> **Directions**
Translate this sentence from the essay on mental wellbeing into Spanish: "Even if you've never been diagnosed or never seen a therapist, you still deserve to feel happy and secure."

> **Text provided**

_ _ _

I've never really thought about my own mental wellbeing. Throughout grade school, I would feel sad or low, but I never thought about it as something serious. However, once I got to college and started spending a lot of time alone, I realized that my wellbeing wasn't in the place that it needed to be.
But there's just one thing with this picture: I've always been too proud or too afraid to seek help for it.
I've never been to a therapist or been diagnosed with anything. But I know how my heart beats and my mind races when I'm about to panic. I know how it feels to lie on my back, face up to the ceiling with no lights on for hours. I know what it's like to not even want to cry because that takes up too much energy. And I know what it's like to be so stressed over everything in your life that instead of sorting it all out, you sleep instead.
When you live a decent life and no huge trauma happens, you sometimes wonder if your emotions and struggles are even valid. You wonder if you really are feeling these things to their full extent, because maybe, somewhere, someone is feeling it worse than you are. You try to push it down and tell yourself that you're not really depressed or that you're not really experiencing anxiety. But you very well could be.
Your feelings and emotions are 100% valid. Even if you've never been diagnosed or never seen a therapist, you still deserve to feel happy and secure. I encourage you to take the steps that you need to in order to better your mental wellbeing. Whether that's seeing a therapist, taking medication, talking to your friends and family, or using outlets like writing and music to express your emotions, don't be afraid. Don't ever feel like there's not someone in your corner. There always is.
If it helps you understand, this is the first article that I've been able to write since January because I just can't form a cohesive thought anymore. But I'm working on it. I'm signed up for therapy sessions and I'm taking steps to better my mental health. I hope everyone else that feels the way I felt will find their own ways to better themselves.

_ _ _

> **Data under study**

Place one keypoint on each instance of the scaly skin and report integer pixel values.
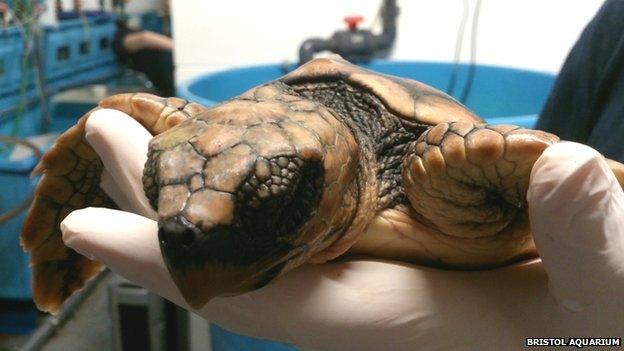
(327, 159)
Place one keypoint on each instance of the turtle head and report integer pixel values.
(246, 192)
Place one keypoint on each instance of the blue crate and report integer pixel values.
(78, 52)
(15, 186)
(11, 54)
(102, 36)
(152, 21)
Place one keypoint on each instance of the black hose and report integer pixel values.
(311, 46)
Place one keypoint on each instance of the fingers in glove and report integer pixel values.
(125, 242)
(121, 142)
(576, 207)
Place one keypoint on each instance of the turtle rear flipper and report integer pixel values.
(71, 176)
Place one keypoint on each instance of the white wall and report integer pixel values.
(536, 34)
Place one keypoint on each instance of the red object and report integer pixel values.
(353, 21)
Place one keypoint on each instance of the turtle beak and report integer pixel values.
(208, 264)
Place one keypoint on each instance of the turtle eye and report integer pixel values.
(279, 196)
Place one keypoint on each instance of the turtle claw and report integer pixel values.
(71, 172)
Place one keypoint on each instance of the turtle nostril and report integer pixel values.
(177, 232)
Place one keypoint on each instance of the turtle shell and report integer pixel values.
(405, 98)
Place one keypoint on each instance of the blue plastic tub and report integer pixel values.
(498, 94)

_ _ _

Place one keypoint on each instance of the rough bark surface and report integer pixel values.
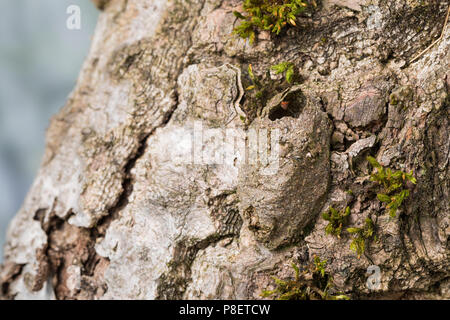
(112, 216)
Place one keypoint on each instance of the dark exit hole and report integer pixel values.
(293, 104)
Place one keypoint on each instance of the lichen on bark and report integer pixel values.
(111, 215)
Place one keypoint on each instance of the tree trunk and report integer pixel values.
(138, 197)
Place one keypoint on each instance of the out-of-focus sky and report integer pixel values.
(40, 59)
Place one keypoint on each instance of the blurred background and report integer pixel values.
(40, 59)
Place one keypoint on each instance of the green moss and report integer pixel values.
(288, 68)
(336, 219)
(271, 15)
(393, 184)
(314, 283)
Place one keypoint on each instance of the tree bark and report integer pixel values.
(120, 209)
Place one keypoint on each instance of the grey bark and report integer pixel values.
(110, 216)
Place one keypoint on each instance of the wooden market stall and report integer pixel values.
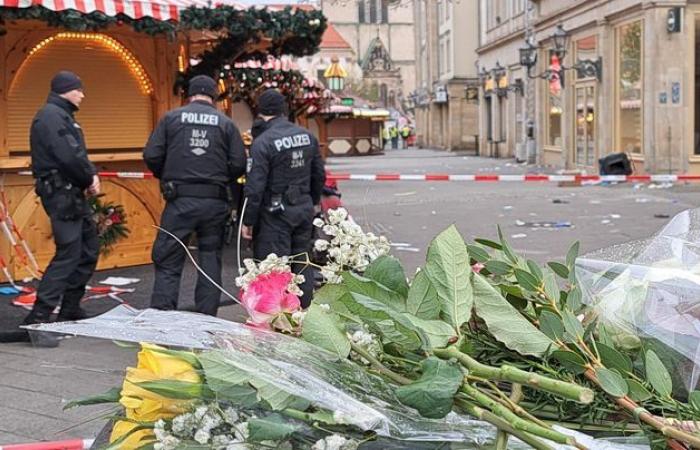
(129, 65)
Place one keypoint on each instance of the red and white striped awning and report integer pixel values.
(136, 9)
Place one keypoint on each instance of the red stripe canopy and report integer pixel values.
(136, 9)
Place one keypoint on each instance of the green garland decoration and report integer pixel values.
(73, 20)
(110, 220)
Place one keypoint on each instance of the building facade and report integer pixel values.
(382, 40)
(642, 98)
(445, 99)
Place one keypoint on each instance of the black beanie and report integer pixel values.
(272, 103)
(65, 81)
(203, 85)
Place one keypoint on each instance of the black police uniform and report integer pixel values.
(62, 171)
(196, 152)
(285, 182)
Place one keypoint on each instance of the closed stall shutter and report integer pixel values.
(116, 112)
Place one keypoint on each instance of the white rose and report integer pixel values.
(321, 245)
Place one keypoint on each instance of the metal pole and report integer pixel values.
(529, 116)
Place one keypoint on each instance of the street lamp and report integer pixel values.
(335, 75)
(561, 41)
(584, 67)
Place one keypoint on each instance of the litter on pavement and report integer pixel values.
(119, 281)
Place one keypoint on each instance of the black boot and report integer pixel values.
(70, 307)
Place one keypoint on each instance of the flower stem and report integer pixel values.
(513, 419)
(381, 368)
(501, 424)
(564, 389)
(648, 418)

_ _ _

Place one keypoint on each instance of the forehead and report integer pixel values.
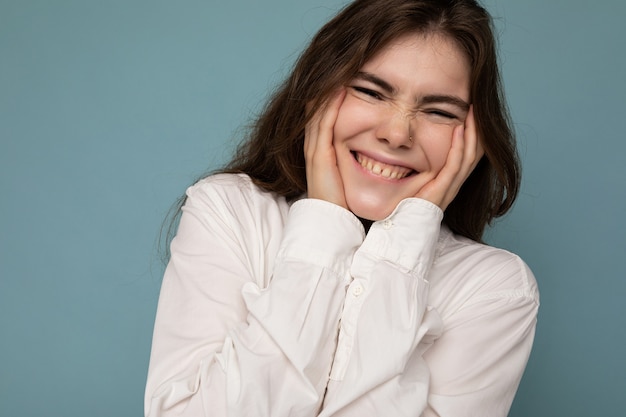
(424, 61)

_ _ _

> **Solution for this exercise**
Aunque nunca te hayan diagnosticado ni hayas ido a un terapeuta, aun así mereces sentir felicidad y seguridad.